▶ [Selected extract]:
To compare maternal complications and infant outcomes for women undergoing elective caesarean sections based on a maternal request and without recorded medical indication with those of women who underwent spontaneous onset of labour with the intention to have a vaginal birth.
Retrospective register study.
Sweden; Medical Birth Register used for data collection.
A case–control study of 5877 birth records of women undergoing caesarean sections without medical indication and a control group of 13 774 women undergoing births through spontaneous onset of labour. The control group was further divided into women who actually had a vaginal birth and women who ended up with an emergency caesarean section.
Maternal complications occurred more frequently among women undergoing caesarean section with odds ratios (OR) for bleeding complications of 2.5 (95% CI 2.1–3.0) in the elective caesarean group and 2.0 (95% CI 1.5–2.6) in the emergency caesarean group. The OR for infections was 2.6 in both groups. Breastfeeding complications were most common in women having an elective caesarean section: 6.8 (95% CI 3.2–14.5). Infant outcomes showed a higher incidence of respiratory distress with an OR of 2.7 (95% CI 1.8–3.9) in the elective caesarean section group compared with infants born by emergency caesarean section. The risk of hypoglycaemia was at least twice as high for infants in the caesarean group.
Caesarean sections without medical indication as well as emergency caesarean sections were associated with higher risks for maternal and infant morbidity.

▶ [Extracted information]:
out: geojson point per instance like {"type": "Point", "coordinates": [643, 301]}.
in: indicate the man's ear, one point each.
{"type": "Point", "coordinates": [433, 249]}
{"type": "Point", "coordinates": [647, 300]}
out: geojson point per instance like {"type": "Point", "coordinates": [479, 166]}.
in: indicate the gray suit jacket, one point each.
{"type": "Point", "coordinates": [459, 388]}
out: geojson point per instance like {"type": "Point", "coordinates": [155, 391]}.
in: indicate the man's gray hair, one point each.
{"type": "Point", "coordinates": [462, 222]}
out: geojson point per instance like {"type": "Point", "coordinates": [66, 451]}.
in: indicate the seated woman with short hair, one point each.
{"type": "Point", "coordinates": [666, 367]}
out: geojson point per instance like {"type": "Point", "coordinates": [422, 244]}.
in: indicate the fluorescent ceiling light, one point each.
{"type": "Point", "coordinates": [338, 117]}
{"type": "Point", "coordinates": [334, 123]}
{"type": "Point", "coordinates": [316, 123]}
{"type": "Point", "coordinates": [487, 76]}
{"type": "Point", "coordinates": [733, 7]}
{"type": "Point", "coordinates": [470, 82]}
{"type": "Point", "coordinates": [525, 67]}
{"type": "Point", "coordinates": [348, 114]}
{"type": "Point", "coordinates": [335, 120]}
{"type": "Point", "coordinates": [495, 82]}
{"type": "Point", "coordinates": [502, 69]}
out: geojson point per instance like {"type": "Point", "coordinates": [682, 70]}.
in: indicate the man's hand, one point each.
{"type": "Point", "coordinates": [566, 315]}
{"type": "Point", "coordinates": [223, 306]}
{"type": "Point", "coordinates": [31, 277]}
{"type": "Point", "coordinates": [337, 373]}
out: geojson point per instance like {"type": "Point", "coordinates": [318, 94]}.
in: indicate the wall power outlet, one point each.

▶ [What you need to do]:
1. How many women were in the control group of the Swedish birth register study?
2. Repeat the part of the Swedish birth register study word for word, everything from "A case–control study" down to "an emergency caesarean section.".

▶ [Numbered answers]:
1. 13 774 women

2.
A case–control study of 5877 birth records of women undergoing caesarean sections without medical indication and a control group of 13 774 women undergoing births through spontaneous onset of labour. The control group was further divided into women who actually had a vaginal birth and women who ended up with an emergency caesarean section.